### Objective
Collect every line of the data that contains the word "surface" and copy each one unchanged. Case counts, so a line matches only if the capitalization is identical.

### Supplied records
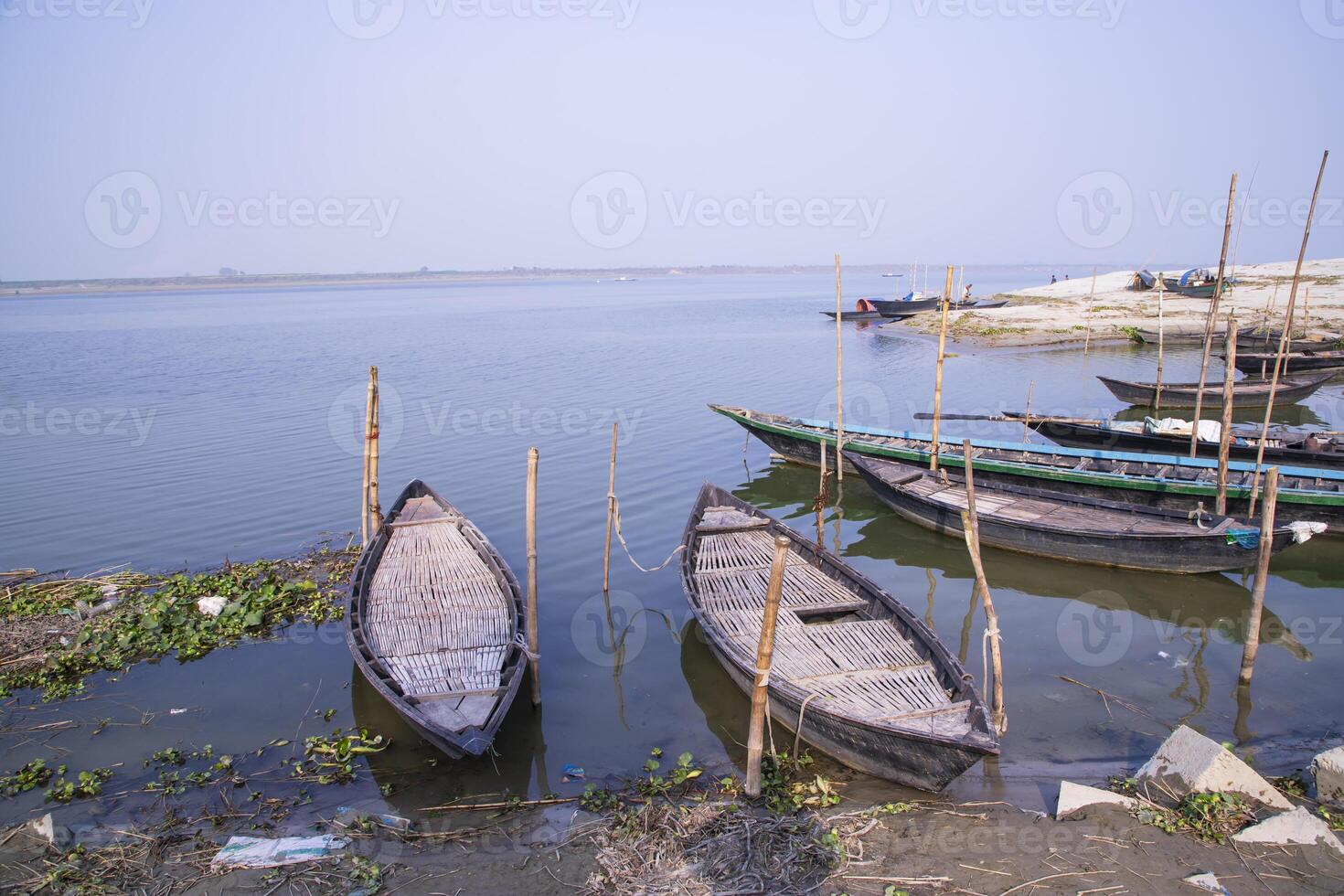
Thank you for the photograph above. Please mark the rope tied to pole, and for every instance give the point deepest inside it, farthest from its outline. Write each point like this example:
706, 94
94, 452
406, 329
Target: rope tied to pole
615, 515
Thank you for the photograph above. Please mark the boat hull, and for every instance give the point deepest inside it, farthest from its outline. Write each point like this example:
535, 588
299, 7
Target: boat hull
1189, 555
882, 753
1174, 493
1078, 435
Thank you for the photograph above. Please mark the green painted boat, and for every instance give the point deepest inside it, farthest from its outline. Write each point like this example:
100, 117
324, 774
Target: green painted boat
1153, 480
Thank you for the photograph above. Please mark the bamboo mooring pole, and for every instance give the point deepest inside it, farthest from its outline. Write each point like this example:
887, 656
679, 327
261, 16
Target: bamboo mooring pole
839, 382
375, 511
765, 650
368, 435
937, 383
1092, 294
1026, 423
532, 638
611, 516
1224, 437
971, 529
1212, 317
1161, 347
1261, 577
1287, 328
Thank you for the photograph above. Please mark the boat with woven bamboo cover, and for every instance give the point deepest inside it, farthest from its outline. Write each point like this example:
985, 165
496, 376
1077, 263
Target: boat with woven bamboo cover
864, 678
433, 621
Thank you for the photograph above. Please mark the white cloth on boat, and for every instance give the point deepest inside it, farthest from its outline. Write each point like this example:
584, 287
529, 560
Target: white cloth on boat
1303, 529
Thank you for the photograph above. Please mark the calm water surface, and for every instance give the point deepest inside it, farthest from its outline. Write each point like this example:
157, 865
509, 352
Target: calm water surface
169, 430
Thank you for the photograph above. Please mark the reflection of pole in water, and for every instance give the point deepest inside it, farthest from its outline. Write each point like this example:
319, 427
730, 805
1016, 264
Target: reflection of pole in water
617, 658
933, 584
965, 624
1243, 727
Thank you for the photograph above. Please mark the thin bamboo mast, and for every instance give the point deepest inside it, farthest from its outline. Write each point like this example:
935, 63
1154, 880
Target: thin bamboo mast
1261, 577
971, 529
937, 384
1224, 437
839, 384
1287, 328
1212, 316
611, 515
765, 652
375, 512
1092, 295
1161, 347
368, 432
532, 640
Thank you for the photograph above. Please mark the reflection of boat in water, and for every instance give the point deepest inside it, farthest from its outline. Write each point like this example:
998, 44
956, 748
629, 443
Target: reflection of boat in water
421, 776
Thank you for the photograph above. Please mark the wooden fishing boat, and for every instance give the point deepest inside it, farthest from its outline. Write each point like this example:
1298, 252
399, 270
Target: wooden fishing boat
1169, 481
905, 306
1281, 449
1257, 363
864, 678
1066, 527
1244, 392
433, 621
1260, 340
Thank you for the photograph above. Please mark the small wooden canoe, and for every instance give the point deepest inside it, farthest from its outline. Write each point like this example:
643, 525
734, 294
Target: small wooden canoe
1066, 527
869, 681
1244, 392
1283, 448
433, 621
1257, 363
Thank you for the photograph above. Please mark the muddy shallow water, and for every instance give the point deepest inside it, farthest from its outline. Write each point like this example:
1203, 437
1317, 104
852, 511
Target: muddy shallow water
174, 430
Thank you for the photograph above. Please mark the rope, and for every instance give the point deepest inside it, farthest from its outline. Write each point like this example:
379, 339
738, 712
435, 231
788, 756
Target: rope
797, 732
615, 515
520, 643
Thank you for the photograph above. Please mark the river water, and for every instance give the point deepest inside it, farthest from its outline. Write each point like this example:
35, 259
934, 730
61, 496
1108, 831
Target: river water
174, 430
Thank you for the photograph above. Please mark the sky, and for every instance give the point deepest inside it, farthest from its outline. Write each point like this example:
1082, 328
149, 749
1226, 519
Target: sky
156, 137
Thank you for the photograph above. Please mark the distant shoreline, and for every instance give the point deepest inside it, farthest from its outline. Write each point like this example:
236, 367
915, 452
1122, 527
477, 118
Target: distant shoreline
411, 278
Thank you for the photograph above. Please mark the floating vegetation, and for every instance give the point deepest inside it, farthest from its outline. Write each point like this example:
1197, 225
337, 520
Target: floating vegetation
56, 633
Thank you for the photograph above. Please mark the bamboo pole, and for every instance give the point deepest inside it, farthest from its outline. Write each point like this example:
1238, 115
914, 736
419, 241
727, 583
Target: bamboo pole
1224, 437
368, 432
1212, 317
375, 512
1261, 577
1092, 294
532, 638
1287, 328
937, 384
765, 650
839, 380
1026, 422
611, 516
1161, 347
971, 529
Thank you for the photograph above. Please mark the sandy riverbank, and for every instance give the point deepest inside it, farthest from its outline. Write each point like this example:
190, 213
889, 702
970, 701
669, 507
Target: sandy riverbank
1058, 314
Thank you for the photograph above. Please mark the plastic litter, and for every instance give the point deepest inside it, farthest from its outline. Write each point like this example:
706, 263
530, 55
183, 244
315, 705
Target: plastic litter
257, 852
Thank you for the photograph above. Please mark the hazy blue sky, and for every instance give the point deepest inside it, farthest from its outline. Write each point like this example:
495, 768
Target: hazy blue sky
167, 137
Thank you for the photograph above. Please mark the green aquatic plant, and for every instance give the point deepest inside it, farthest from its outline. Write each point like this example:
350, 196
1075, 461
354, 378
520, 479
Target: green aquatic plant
187, 615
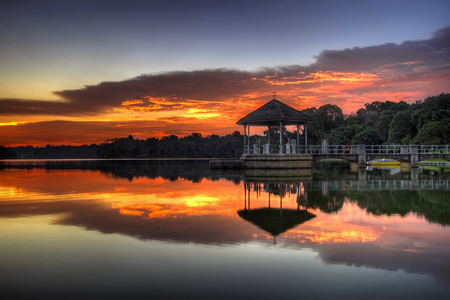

### Solution for this exercise
Thank you for the photograph above. Please mark the calm water surface, and for every instance give the point deepest inside it, farthest from its outline. Write each point like this example:
Target: calm water surface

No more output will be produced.